작성 과제:
"Phrase: rear window"이 들어 있는 줄에서 시작해 기록 마지막 줄에서 끝나는 부분을 '번호'와 '내용' 두 열로 된 마크다운 표로 만들어 주세요. '번호' 열에는 행 번호를 적고, 빈 줄과 그림은 빼 주세요.

[점 찍기와 라벨 달기 기록]
---------------

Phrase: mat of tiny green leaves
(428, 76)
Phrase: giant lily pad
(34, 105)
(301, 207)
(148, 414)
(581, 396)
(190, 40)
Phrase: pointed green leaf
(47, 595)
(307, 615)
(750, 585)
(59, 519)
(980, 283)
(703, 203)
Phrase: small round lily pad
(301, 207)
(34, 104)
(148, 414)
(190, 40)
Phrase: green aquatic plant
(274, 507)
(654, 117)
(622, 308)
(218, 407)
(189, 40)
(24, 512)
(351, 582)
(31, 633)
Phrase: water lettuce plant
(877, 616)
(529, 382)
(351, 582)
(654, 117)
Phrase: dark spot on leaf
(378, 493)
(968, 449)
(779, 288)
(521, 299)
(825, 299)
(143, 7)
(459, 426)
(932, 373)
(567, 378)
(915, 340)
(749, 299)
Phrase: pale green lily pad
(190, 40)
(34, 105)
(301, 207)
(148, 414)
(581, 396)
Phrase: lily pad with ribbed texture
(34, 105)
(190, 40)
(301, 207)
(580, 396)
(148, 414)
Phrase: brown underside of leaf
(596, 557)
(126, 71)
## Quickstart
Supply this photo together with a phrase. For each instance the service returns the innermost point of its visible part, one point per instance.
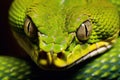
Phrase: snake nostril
(42, 55)
(60, 55)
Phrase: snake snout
(48, 59)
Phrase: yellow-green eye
(29, 28)
(84, 31)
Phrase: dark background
(8, 45)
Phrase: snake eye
(84, 31)
(30, 28)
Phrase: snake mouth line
(47, 60)
(91, 54)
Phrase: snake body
(59, 34)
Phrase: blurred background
(8, 44)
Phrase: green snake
(62, 34)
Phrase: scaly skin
(58, 34)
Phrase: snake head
(60, 34)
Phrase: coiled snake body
(58, 34)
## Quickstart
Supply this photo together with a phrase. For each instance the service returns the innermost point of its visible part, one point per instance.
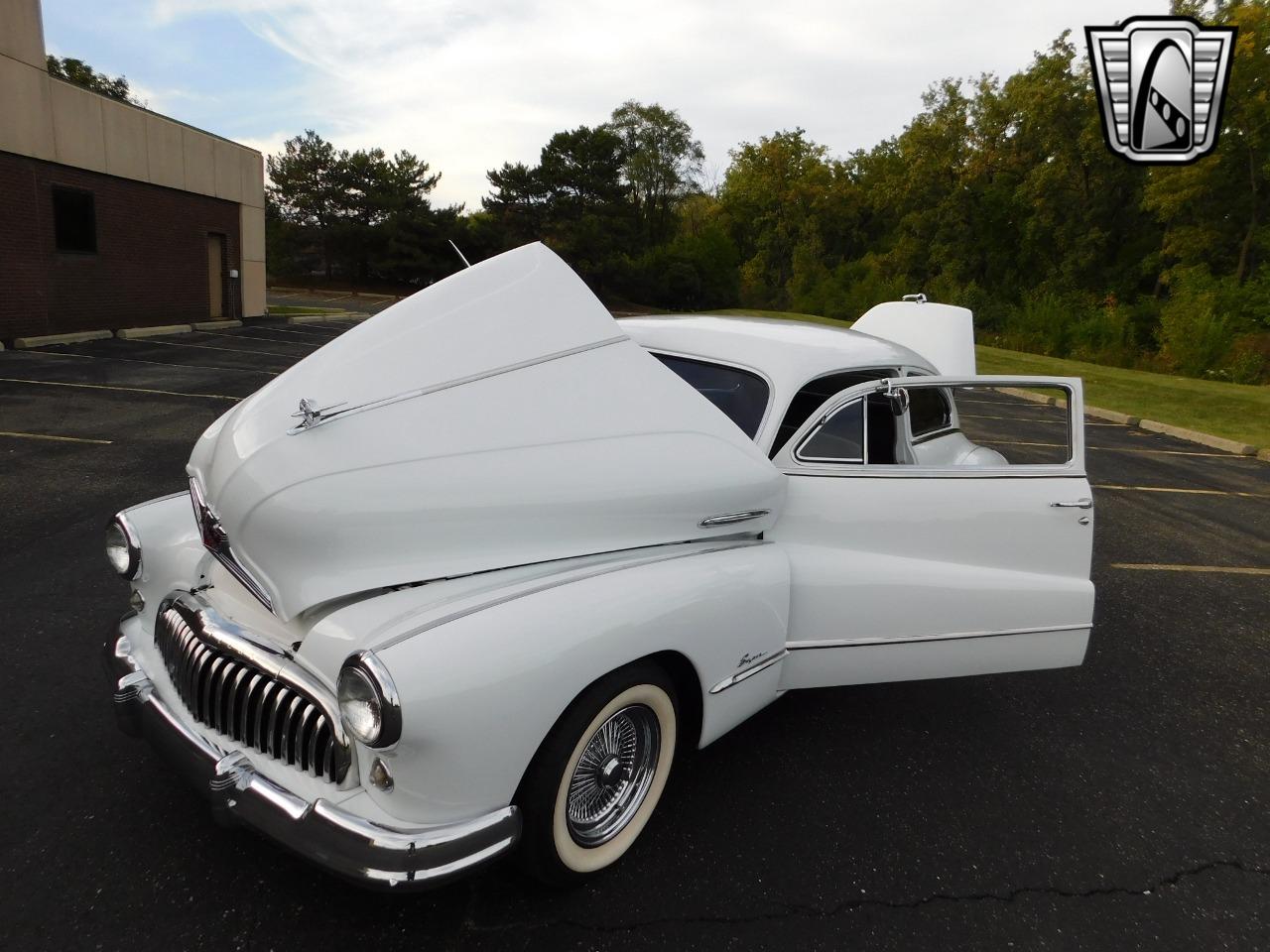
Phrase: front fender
(481, 689)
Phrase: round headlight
(122, 549)
(368, 701)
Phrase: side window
(813, 395)
(929, 412)
(1008, 425)
(739, 394)
(839, 439)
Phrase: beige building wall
(46, 118)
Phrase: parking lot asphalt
(1120, 805)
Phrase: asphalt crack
(790, 910)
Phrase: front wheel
(599, 774)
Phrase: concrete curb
(321, 317)
(1112, 416)
(132, 333)
(1206, 439)
(77, 338)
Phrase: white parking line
(299, 330)
(248, 336)
(105, 386)
(157, 363)
(225, 349)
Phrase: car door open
(962, 500)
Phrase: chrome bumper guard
(368, 853)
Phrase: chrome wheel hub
(612, 775)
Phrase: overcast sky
(470, 85)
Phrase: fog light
(380, 774)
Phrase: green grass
(1233, 411)
(302, 308)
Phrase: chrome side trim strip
(749, 671)
(729, 518)
(558, 583)
(911, 639)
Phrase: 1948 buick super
(471, 574)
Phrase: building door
(214, 275)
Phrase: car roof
(788, 352)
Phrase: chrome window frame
(838, 460)
(1074, 467)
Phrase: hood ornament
(310, 416)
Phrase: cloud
(467, 86)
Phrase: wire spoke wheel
(612, 775)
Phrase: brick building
(113, 216)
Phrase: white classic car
(468, 576)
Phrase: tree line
(1000, 195)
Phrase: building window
(73, 221)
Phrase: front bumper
(366, 852)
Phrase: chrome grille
(243, 701)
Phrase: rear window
(739, 394)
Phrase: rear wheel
(599, 774)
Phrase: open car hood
(497, 417)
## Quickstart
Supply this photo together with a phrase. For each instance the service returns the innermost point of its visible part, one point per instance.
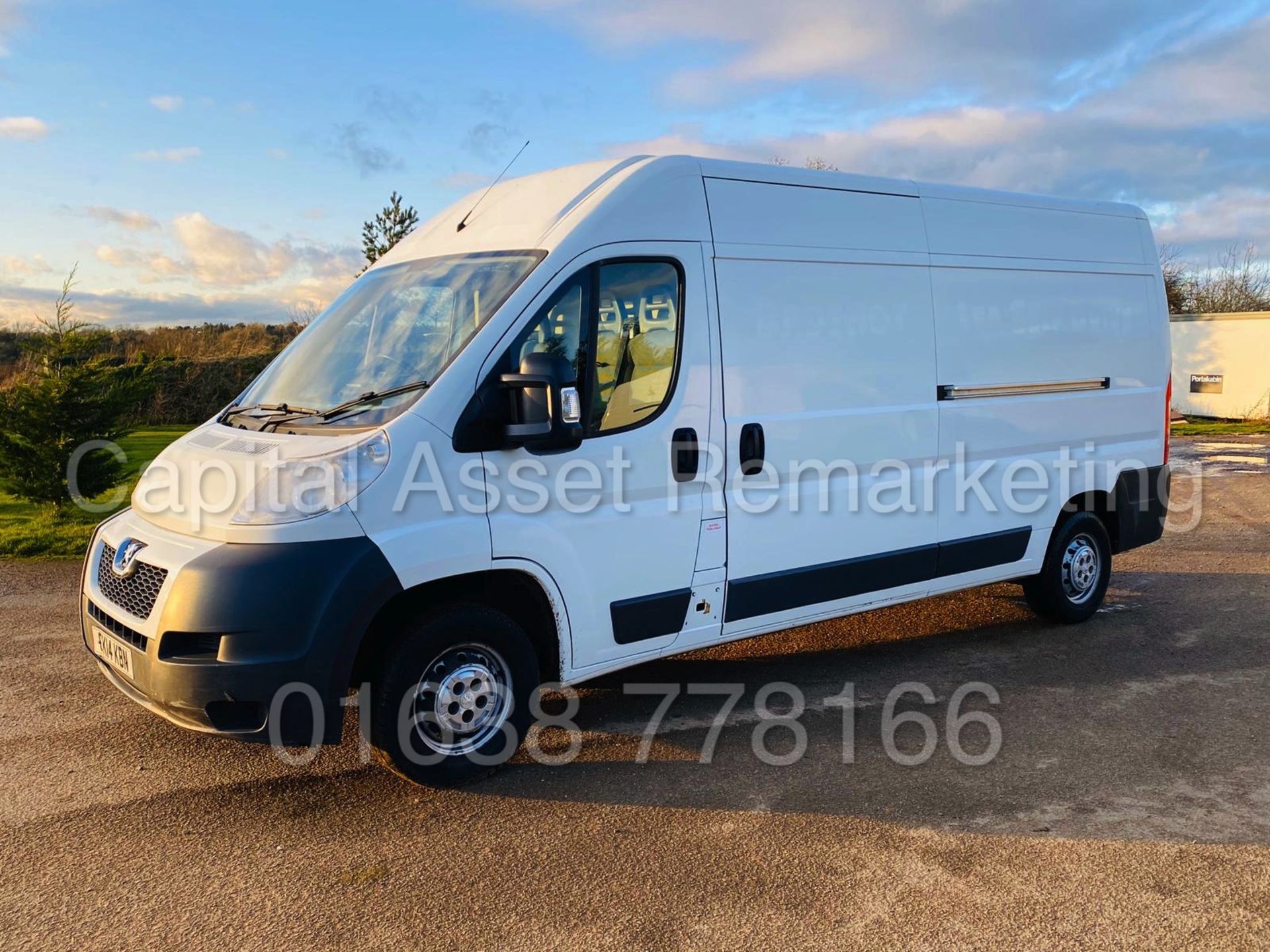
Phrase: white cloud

---------------

정답:
| 번호 | 내용 |
|---|---|
| 1 | Phrase: rear window |
| 2 | (739, 394) |
| 3 | Phrase: rear wheel |
| 4 | (599, 774) |
| 5 | Phrase: open car hood |
| 6 | (497, 417) |
| 7 | ## Quickstart |
| 8 | Supply this photo together with a phrase. For each instance the service returns the innermost point of its visible part, one point per instance. |
| 9 | Phrase: white cloud |